*Task details:*
Locate every line in the items below that contains the string "Return", and copy each of those lines in full. Case matters.

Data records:
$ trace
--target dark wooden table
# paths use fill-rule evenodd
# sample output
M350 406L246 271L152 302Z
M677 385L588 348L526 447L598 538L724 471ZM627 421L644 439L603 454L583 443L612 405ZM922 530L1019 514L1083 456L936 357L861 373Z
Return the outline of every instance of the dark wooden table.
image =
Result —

* * *

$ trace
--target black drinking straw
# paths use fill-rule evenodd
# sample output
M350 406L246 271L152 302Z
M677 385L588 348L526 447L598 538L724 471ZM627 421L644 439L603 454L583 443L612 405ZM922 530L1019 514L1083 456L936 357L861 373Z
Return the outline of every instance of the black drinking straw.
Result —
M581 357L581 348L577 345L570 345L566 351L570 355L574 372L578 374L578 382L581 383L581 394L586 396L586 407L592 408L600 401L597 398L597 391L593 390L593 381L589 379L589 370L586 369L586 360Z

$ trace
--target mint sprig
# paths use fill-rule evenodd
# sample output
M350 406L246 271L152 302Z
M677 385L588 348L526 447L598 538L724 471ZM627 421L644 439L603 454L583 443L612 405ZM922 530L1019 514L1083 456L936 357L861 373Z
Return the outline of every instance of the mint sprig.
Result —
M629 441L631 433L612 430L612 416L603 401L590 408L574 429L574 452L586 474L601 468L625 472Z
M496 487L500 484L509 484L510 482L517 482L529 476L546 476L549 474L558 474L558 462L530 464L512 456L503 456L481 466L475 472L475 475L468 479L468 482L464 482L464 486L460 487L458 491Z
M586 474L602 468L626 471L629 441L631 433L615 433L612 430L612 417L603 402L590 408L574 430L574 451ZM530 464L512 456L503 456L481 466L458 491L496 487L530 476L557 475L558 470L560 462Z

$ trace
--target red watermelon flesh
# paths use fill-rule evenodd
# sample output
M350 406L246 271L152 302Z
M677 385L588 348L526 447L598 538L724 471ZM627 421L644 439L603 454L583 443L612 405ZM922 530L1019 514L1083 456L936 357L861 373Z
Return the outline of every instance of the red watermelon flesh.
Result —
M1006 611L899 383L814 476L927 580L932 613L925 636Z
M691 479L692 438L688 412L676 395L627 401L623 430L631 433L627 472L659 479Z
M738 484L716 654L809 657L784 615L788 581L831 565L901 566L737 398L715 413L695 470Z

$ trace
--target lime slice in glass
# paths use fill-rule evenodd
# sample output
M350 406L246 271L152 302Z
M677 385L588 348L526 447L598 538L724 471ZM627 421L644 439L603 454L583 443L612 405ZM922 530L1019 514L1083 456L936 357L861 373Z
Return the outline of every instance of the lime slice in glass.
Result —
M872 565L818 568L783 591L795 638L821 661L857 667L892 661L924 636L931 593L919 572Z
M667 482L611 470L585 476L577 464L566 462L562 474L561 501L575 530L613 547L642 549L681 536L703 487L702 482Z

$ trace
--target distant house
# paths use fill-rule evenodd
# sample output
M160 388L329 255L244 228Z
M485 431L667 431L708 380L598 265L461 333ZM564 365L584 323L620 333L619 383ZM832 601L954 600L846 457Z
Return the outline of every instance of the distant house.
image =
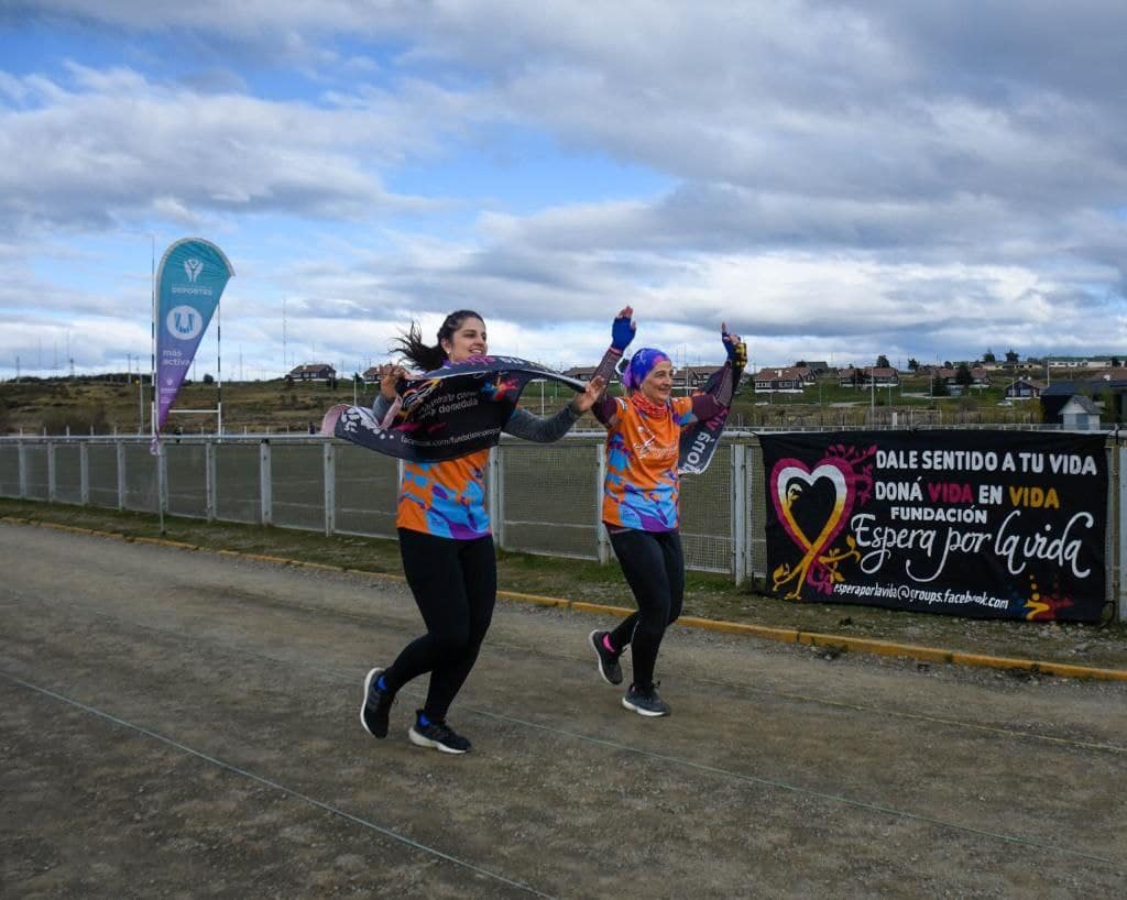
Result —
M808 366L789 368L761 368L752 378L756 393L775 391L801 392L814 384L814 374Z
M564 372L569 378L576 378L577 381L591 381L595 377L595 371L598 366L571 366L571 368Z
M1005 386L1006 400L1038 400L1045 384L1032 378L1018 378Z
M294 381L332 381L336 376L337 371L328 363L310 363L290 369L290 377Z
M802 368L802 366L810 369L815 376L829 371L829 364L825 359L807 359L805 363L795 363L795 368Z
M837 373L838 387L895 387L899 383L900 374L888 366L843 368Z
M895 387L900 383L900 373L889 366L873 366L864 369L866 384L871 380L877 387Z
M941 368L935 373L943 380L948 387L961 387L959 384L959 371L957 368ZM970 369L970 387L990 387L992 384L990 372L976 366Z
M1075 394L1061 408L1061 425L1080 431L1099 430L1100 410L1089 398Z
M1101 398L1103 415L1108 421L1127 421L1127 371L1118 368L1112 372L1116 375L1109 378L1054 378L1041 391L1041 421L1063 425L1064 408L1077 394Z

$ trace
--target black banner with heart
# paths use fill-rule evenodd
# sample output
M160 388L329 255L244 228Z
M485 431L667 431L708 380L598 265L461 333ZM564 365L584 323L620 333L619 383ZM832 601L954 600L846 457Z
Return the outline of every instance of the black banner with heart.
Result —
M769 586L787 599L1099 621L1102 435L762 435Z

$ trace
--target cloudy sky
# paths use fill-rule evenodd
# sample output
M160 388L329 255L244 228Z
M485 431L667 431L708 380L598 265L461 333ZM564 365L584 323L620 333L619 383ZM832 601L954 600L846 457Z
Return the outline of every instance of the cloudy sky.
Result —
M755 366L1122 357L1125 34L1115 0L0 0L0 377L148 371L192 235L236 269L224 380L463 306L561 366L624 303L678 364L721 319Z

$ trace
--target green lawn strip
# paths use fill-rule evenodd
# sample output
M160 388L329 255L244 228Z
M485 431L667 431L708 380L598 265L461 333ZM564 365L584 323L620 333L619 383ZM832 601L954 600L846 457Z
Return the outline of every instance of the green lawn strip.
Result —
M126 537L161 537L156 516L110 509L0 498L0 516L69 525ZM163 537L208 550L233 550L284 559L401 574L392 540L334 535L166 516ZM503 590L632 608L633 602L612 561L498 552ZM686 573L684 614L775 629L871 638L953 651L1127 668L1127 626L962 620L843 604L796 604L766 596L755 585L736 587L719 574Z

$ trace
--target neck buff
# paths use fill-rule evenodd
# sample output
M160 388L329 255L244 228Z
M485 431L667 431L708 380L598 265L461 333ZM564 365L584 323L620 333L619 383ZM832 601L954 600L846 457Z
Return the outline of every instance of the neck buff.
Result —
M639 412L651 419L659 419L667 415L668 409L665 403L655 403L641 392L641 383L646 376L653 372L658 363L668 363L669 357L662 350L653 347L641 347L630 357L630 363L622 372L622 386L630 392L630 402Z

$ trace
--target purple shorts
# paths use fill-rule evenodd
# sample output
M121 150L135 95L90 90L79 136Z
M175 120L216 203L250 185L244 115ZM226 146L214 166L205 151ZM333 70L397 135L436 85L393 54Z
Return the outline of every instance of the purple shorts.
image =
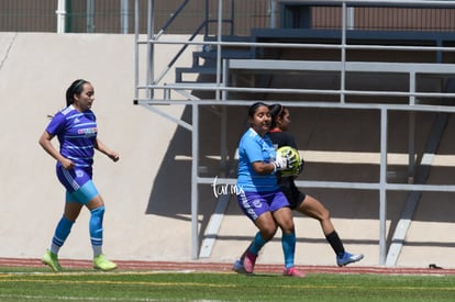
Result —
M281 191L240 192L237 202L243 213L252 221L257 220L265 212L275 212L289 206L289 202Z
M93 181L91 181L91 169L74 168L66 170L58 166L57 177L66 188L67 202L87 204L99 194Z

*Result of this exercise:*
Return the outline of every instance of the dark wooden table.
Return the outline of every instance of the black drinking straw.
Return the outline of every instance of the mint sprig.
Return the outline of every instance of the red watermelon flesh.
Return the outline of every instance of the lime slice in glass.
Return the outline of every instance of the distant house.
Return the outline of every instance of the black banner with heart.
Return the outline of every instance of the cloudy sky.
Return the outline of every instance of the green lawn strip.
Return the outline of every instance of the neck buff.
Return the outline of every instance of the purple shorts.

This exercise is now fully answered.